■ **Aim of the task**: Omit every image, and transcribe the remaining entries exactly as given.

>>>

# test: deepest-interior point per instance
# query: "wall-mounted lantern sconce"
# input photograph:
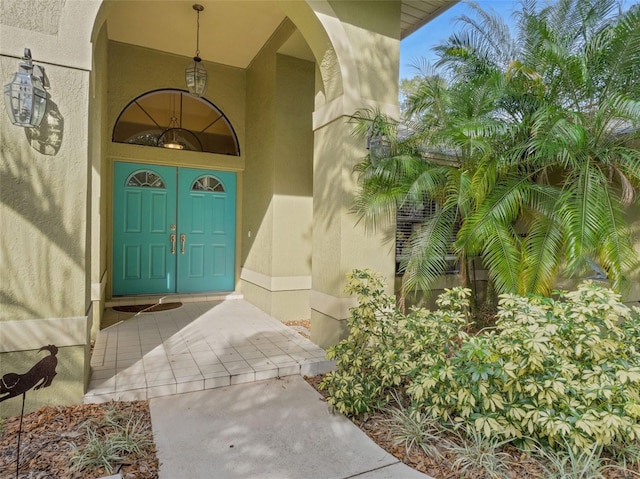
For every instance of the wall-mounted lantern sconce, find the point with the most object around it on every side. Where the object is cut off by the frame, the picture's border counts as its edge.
(25, 97)
(378, 145)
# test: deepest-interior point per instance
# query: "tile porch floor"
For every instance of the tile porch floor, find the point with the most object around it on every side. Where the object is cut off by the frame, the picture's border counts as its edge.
(203, 344)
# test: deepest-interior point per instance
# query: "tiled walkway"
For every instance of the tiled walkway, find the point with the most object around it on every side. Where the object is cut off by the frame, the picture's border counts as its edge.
(200, 345)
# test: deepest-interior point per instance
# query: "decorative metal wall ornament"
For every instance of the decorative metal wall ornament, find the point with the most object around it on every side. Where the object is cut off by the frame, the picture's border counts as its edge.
(39, 376)
(196, 75)
(25, 97)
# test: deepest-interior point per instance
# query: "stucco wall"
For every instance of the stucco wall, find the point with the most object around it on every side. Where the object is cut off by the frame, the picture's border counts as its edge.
(44, 191)
(278, 199)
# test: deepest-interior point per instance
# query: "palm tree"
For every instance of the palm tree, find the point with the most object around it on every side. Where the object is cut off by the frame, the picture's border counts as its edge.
(540, 127)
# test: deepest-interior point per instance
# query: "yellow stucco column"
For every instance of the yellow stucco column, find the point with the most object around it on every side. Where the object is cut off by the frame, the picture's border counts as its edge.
(340, 244)
(366, 46)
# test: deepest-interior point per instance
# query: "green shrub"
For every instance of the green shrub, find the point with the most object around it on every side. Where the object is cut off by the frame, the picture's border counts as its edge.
(558, 371)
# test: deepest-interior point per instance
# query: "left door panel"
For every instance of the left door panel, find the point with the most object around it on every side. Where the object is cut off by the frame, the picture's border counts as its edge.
(144, 231)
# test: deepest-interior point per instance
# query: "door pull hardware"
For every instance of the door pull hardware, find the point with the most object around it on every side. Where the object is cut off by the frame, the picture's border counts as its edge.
(172, 238)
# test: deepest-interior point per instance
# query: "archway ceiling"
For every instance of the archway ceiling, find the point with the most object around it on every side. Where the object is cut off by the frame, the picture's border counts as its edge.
(232, 32)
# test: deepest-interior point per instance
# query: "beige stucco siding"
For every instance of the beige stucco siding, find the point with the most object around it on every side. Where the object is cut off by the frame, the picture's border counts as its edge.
(277, 228)
(43, 204)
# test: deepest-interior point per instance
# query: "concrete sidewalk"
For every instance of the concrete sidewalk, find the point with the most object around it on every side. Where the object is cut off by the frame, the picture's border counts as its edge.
(273, 429)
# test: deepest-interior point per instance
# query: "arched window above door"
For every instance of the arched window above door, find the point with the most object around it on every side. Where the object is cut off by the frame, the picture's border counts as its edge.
(174, 119)
(207, 183)
(145, 179)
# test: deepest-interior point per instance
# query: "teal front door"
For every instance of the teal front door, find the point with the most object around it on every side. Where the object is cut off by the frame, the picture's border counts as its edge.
(173, 230)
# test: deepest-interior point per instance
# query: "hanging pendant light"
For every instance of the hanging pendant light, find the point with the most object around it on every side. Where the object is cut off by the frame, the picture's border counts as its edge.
(196, 75)
(169, 137)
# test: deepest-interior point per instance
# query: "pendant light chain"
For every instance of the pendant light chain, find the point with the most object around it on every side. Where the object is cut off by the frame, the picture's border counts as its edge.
(198, 33)
(195, 74)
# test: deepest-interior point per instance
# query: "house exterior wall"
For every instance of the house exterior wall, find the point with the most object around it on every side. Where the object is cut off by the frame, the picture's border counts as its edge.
(367, 51)
(276, 270)
(295, 172)
(44, 203)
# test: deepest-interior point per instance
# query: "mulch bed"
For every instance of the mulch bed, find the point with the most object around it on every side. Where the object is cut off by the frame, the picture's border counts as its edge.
(50, 433)
(442, 468)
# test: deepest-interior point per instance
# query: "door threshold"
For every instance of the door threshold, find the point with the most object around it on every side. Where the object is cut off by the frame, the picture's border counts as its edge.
(172, 298)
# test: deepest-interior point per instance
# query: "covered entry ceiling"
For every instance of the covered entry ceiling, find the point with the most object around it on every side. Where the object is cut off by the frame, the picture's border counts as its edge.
(231, 32)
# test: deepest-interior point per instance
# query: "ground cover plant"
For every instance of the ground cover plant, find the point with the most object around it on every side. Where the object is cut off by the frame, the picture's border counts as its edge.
(82, 441)
(557, 379)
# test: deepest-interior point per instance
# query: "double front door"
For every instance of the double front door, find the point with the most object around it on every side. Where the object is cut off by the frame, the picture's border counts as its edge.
(173, 230)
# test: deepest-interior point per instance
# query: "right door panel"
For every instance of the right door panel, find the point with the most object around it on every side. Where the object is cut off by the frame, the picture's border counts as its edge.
(206, 222)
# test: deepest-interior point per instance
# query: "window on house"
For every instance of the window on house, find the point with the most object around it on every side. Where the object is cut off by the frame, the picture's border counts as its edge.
(175, 119)
(409, 218)
(145, 179)
(207, 183)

<<<

■ **Completed exercise**:
# test: deepest-interior point per instance
# query: "wall-mounted lantern sconce"
# input photograph:
For every instance of the wall-mounted lantern sconce, find the point with the most object around it on every side. Where the object is cut off by the frame, the picture's border counts as its edge.
(25, 97)
(378, 145)
# test: deepest-interior point per instance
# query: "tile porch floor"
For every instance of the tile porch floor, find the point with the most object around it on every side. Where the object is cut off by the frame, the picture's border counts as its edge.
(203, 344)
# test: deepest-interior point per instance
# query: "tiled walkway"
For every instance of the tiled walkway, find the point with the most object around it on every side. Where the object is cut off by the frame, the picture's border counts as its edge.
(200, 345)
# test: deepest-interior point per instance
# query: "decorative metal wall ornament"
For every instance of the decorative metal wall ornament, find the point with the most object around it on every side. Where the object is cut off by the frame, the picture's border counts as its edge.
(39, 376)
(196, 75)
(25, 97)
# test: deepest-interior point per instance
# query: "stucco wall"
For every instance of the stucco wall, find the point with the most object around it on every side. Where the object is cut off by the frame, the picture's border counts as its edge.
(44, 191)
(278, 199)
# test: deepest-interior point per instance
# query: "palm tree"
For every instance of the palm tree, find the point with the most object around it on every side. Where the object is cut off by the frame, the picture's border counts as its edge.
(540, 127)
# test: deepest-interior point per instance
# query: "yellow stucco column"
For every instance of the yellow stucco column, find the point with the most object around it on every side. Where the object is cut off by the frame, the picture's border counts as its edge.
(340, 244)
(366, 46)
# test: deepest-interior point per instance
# query: "green shrub"
For every instance of the green shrub, find the point with the most object around it on every side. Where the object is cut off by the frame, the picture's border counts as its edge.
(558, 371)
# test: deepest-interior point per instance
# query: "left door panel"
For every instance of the left door panel, find the point with the most object around it on every side. Where the object is cut off by the frame, the picture's border counts as its edge.
(144, 231)
# test: deepest-interior point per instance
# query: "door pull hardware"
For every instance of the door pull hardware, find the point with the most object around it on every side. Where the object is cut off by the frame, the picture's border counts as its edge.
(172, 238)
# test: deepest-interior point per instance
# query: "archway ceiling"
For every instance of the archway ceiling, find the point with the most object around it on every side. Where the object is cut off by the frame, the picture's border counts as its edge.
(232, 32)
# test: deepest-interior point per instance
# query: "beige stucco siding"
For every instance of the beige stucco siding, find the point with the most object around it on every side. Where the object is cut off by the frame, the picture's border counts as its edge.
(277, 228)
(43, 204)
# test: deepest-interior point per instance
# query: "concrete sidewalk"
For every instance of the concrete sidewalk, find the point with the most object around it on every side. Where the object is cut off by the frame, the picture's border counts as its edge.
(273, 429)
# test: deepest-interior point per instance
# query: "arched window above door"
For every instance of the arched window above door, find the point with the most object around it on every side. Where the object is cut off by the frame, the picture's border counts as its edge.
(174, 119)
(207, 183)
(145, 179)
# test: deepest-interior point per instance
# query: "teal front door"
For every instance of the teal front door, find the point with the most object around it on every side. Where the object is cut off by the frame, the picture's border counts as its edge.
(173, 230)
# test: deepest-interior point per instance
# query: "hanging pendant light"
For every instance of the hanging pendant light, find the point with the most object around it on every side. Where the object is cut off by the frame, the picture's border counts as its edge.
(196, 75)
(169, 137)
# test: deepest-interior point per instance
# query: "pendant light chain"
For every instance of the pendant light chain, find the point with the most object around it on every side. Where the object is cut off by the frame, the picture's border counts as its edge.
(198, 33)
(195, 74)
# test: deepest-interior point per instance
# query: "house exterior wall"
For every instance of the house exterior wall, find the point with the most object around it on every side. Where the object is cut off by the frame, the picture's border counts as its edge.
(367, 51)
(276, 270)
(295, 172)
(44, 203)
# test: deepest-interior point per instance
# query: "mulch bed"
For every instance of the mulch bed, find the point with the most object around it on every side. Where the object is cut off by the frame, the picture's border counts as its edge.
(50, 433)
(442, 468)
# test: deepest-interior point per instance
# query: "door threshold"
For every instance of the door threshold, find the point with the most object around it on every side. Where the object is cut off by the frame, the picture's border counts as its edge.
(172, 298)
# test: deepest-interior point per instance
# query: "covered entry ceiling"
For every instance of the covered entry ceiling, find the point with the most object around it on every side. Where the object is cut off by the frame, the picture's border counts as its edge.
(231, 32)
# test: deepest-interior point per instance
# query: "ground cover plant"
For every instance of the ground cover plant, find the point with the most object around it on every side. Where the object is cut off by the frame, the picture's border counts as its edge.
(82, 441)
(557, 379)
# test: deepest-interior point per instance
# query: "double front door"
For every instance of the double front door, find the point with the most object around it on every side. Where the object is cut off by the frame, the picture's border counts as its edge.
(173, 230)
# test: deepest-interior point per instance
# query: "right door panel"
For every instance of the right door panel, find the point with the most object around it on every side. Where the object is cut off by the frame, the picture's border counts as its edge.
(206, 222)
# test: deepest-interior point per instance
# query: "window on house"
For every instance of the window on house, find the point with the most object around it on every side. Where the object is cut off by the frame, the picture's border counts as its edge.
(175, 119)
(409, 218)
(145, 179)
(207, 183)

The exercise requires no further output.